**DATA FOR PROCESSING**
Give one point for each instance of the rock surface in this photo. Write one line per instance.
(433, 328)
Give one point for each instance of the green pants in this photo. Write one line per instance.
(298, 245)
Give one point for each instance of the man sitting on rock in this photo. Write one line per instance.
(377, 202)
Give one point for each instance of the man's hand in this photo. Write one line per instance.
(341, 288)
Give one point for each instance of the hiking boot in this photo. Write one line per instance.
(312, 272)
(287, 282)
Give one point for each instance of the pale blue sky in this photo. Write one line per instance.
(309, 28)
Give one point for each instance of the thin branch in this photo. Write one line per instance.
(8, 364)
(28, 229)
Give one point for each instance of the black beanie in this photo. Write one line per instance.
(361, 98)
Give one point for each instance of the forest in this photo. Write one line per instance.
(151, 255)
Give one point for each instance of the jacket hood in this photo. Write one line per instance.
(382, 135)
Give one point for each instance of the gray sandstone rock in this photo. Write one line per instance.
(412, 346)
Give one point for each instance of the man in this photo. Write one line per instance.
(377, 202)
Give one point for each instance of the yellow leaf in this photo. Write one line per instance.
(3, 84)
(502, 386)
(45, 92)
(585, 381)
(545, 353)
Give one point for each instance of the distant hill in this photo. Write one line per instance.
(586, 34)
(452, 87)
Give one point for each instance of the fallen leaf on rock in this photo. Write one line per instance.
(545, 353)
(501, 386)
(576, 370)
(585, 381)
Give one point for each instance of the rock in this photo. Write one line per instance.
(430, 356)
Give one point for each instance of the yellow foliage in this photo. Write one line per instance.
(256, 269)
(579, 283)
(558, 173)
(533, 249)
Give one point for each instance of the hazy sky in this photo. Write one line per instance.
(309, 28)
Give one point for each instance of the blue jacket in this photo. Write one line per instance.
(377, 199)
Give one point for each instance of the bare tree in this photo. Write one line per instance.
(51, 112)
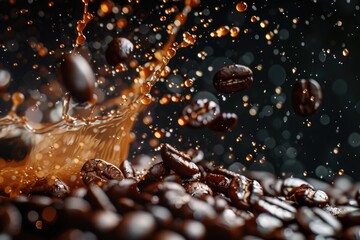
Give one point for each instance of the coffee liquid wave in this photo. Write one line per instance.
(59, 150)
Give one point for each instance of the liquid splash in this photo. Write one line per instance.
(59, 150)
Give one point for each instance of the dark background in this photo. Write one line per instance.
(309, 48)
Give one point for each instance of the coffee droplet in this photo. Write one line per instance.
(233, 78)
(306, 97)
(78, 77)
(4, 80)
(241, 6)
(201, 112)
(118, 51)
(15, 144)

**REQUIREMENT**
Leaving out every picture, copy exactly the lines from the one that contains "Give one point for each instance of the fallen" through the end of the entries above.

**ANSWER SPACE**
Give one point for each instance of the fallen leaf on rock in this photo. Write one line per instance.
(545, 353)
(501, 386)
(576, 370)
(585, 381)
Give one point for each instance of the rock in this photo. Write one line per instance.
(430, 356)
Give one point for each instance of the yellow foliage in this photo. Write one line per instance.
(256, 269)
(579, 283)
(558, 173)
(533, 249)
Give one point for each instance of the hazy sky in this photo. Write one line per instance.
(309, 28)
Give one point for each instance of the blue jacket in this photo. Write one line per instance.
(377, 199)
Give one point for each instance of the bare tree in this photo. Write one line per instance.
(51, 112)
Give one point for each instance of the coffee liquid wave in this photo. Write one line per instance.
(59, 150)
Give one point for each instance of the liquid splash in this photo. Write one line per instance.
(59, 150)
Give one point for each instance of the dark background in this photo. Write one line per instance.
(309, 48)
Give one point for each instance of the coffee droplet in this photo. Write one line per instance.
(233, 78)
(306, 97)
(78, 77)
(4, 80)
(241, 6)
(201, 112)
(118, 51)
(15, 144)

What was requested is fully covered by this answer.